[Data shown]:
○ ○ ○
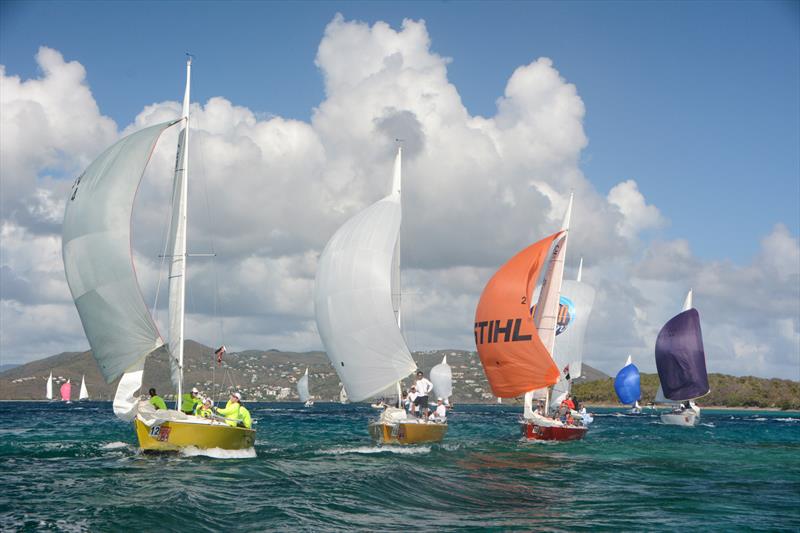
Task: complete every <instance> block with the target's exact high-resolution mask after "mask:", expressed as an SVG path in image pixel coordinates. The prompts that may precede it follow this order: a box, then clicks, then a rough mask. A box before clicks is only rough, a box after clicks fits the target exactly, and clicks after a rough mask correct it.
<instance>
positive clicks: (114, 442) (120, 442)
mask: <svg viewBox="0 0 800 533" xmlns="http://www.w3.org/2000/svg"><path fill="white" fill-rule="evenodd" d="M127 447H128V443H127V442H119V441H117V442H109V443H108V444H104V445H102V446H101V448H102V449H103V450H117V449H119V448H127Z"/></svg>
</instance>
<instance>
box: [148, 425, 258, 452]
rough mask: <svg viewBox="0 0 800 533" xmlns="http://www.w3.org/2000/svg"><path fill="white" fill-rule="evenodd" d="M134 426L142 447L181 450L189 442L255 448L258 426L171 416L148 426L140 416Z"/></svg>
mask: <svg viewBox="0 0 800 533" xmlns="http://www.w3.org/2000/svg"><path fill="white" fill-rule="evenodd" d="M134 426H135V427H136V436H137V438H138V439H139V447H140V448H141V449H142V450H145V451H164V452H166V451H178V450H180V449H181V448H188V447H189V446H194V447H195V448H200V449H211V448H221V449H223V450H244V449H247V448H252V447H253V444H254V443H255V440H256V432H255V430H253V429H246V428H239V427H231V426H228V425H226V424H193V423H190V422H178V421H174V420H171V421H165V422H161V423H157V424H154V425H152V426H148V425H147V424H145V423H144V422H142V421H141V420H139V419H138V418H137V419H135V420H134Z"/></svg>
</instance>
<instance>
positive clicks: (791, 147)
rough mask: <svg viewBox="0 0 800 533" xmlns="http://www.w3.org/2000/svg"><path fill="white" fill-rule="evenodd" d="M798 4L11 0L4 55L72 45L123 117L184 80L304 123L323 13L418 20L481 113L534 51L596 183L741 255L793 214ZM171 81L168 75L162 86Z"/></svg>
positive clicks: (434, 51)
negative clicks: (293, 118) (661, 214)
mask: <svg viewBox="0 0 800 533" xmlns="http://www.w3.org/2000/svg"><path fill="white" fill-rule="evenodd" d="M798 6H800V3H798V2H692V3H689V2H640V3H636V2H563V3H550V2H491V3H483V2H300V3H277V2H276V3H272V2H270V3H266V2H265V3H258V2H227V3H216V2H199V3H188V2H187V3H184V2H105V3H103V2H7V1H6V2H3V4H2V15H3V16H2V32H0V33H1V34H2V36H1V37H0V62H1V63H2V64H4V65H6V68H7V72H8V73H16V74H19V75H21V76H23V77H32V76H34V75H35V74H36V70H35V69H36V65H35V63H34V61H33V56H34V54H35V53H36V50H37V49H38V47H39V46H41V45H43V44H44V45H47V46H50V47H53V48H56V49H58V50H60V51H61V52H62V53H63V54H64V56H65V57H66V58H67V59H77V60H79V61H80V62H81V63H82V64H83V65H84V66H85V67H86V68H87V71H88V80H89V83H90V86H91V88H92V91H93V93H94V96H95V98H96V100H97V102H98V104H99V105H100V108H101V110H102V112H103V113H105V114H108V115H109V116H111V117H112V118H114V119H115V120H116V121H117V123H119V124H126V123H128V122H130V121H131V120H132V119H133V117H134V116H135V114H136V113H137V112H138V111H139V110H140V109H141V106H142V104H143V103H149V102H155V101H160V100H162V99H163V98H164V94H165V91H164V86H165V85H166V86H168V87H169V86H172V87H175V88H176V90H174V91H172V92H171V93H169V94H172V93H177V90H178V89H179V87H180V86H181V84H182V79H181V76H182V72H181V69H180V68H177V67H176V66H177V65H179V64H180V63H181V62H182V56H181V54H182V53H183V51H185V50H190V51H192V52H193V53H194V54H196V55H197V57H198V61H199V65H201V66H202V68H200V69H196V76H195V87H194V95H195V99H197V100H199V101H204V100H205V99H206V98H208V97H210V96H214V95H218V94H223V93H224V95H225V96H226V97H227V98H229V99H230V100H231V101H233V102H234V103H236V104H238V105H244V106H247V107H249V108H250V109H253V110H256V111H261V112H264V113H274V114H278V115H281V116H286V117H294V118H298V119H304V120H307V119H308V118H309V116H310V114H311V112H312V109H313V108H314V107H315V106H316V105H318V104H319V103H320V102H321V101H322V99H323V98H324V94H323V84H322V79H321V75H320V73H319V71H318V69H317V68H316V66H315V65H314V57H315V55H316V50H317V46H318V44H319V40H320V38H321V35H322V32H323V30H324V28H325V25H326V24H327V23H328V22H330V20H331V19H332V18H333V16H334V15H335V14H336V13H337V12H340V13H342V14H343V15H344V16H345V17H346V18H347V19H357V20H362V21H366V22H370V23H371V22H374V21H376V20H384V21H386V22H388V23H389V24H391V25H392V26H393V27H399V25H400V23H401V22H402V20H403V18H412V19H419V18H423V19H425V21H426V23H427V27H428V31H429V32H430V34H431V38H432V49H433V51H434V52H437V53H438V54H440V55H442V56H446V57H450V58H452V62H451V63H450V65H449V66H448V73H449V77H450V79H451V81H452V82H453V83H454V84H455V85H456V86H457V87H458V89H459V92H460V94H461V96H462V99H463V101H464V104H465V105H466V107H467V108H468V109H469V110H470V112H471V113H473V114H480V115H484V116H491V115H493V114H494V113H495V110H496V108H495V100H496V99H497V97H499V96H501V95H502V92H503V88H504V85H505V83H506V81H507V79H508V77H509V76H510V74H511V73H512V72H513V70H514V69H515V68H516V67H517V66H519V65H521V64H526V63H528V62H530V61H532V60H533V59H535V58H537V57H540V56H547V57H550V58H551V59H553V61H554V63H555V66H556V68H558V69H559V71H560V72H561V74H562V76H564V77H565V78H566V80H567V81H568V82H570V83H574V84H575V85H576V86H577V88H578V92H579V94H580V96H581V98H582V99H583V101H584V103H585V105H586V109H587V113H586V119H585V130H586V133H587V136H588V137H589V146H588V148H587V149H586V150H585V151H584V152H583V155H582V165H581V167H582V169H583V171H584V173H585V174H586V176H587V177H588V178H589V180H590V181H591V182H592V183H593V184H594V185H595V186H596V187H597V188H598V190H599V191H600V192H602V193H605V192H607V191H608V189H609V188H610V187H611V186H613V184H614V183H616V182H617V181H619V180H623V179H636V180H637V182H638V183H639V187H640V189H641V190H642V192H643V193H644V194H645V195H646V196H647V197H648V198H650V199H652V200H653V201H655V202H656V203H657V205H658V206H659V207H660V209H661V210H662V213H663V214H664V215H665V216H666V217H667V218H669V220H670V226H669V227H667V228H665V229H664V230H661V231H663V236H664V237H665V238H675V237H681V238H687V239H689V240H690V241H691V245H692V251H693V252H694V253H695V254H696V255H698V256H699V257H703V258H718V259H731V260H733V261H736V262H743V261H746V260H749V259H750V257H751V256H752V255H753V254H754V253H755V252H756V249H757V246H758V240H759V238H760V237H761V236H763V235H764V234H766V233H767V232H768V231H769V230H770V229H771V228H772V227H773V226H774V225H775V224H776V223H779V222H781V223H784V224H786V225H787V226H788V227H789V228H790V229H791V230H792V232H793V233H795V234H796V233H797V232H798V225H800V207H799V205H800V202H798V197H799V196H800V149H798V146H800V98H799V97H798V94H800V60H799V58H800V8H799V7H798ZM165 81H166V83H165Z"/></svg>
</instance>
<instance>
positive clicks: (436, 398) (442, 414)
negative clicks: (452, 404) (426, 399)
○ ○ ○
[Task statement]: Among the lines above, repeat exactly those from the line with "positive clicks: (114, 442) (120, 442)" to the line with "box: [148, 425, 258, 452]", counting both ends.

[Your response]:
positive clicks: (114, 442) (120, 442)
mask: <svg viewBox="0 0 800 533" xmlns="http://www.w3.org/2000/svg"><path fill="white" fill-rule="evenodd" d="M127 447H128V443H127V442H119V441H117V442H109V443H108V444H104V445H102V446H101V448H102V449H103V450H117V449H119V448H127Z"/></svg>
</instance>
<instance>
box: [148, 425, 258, 452]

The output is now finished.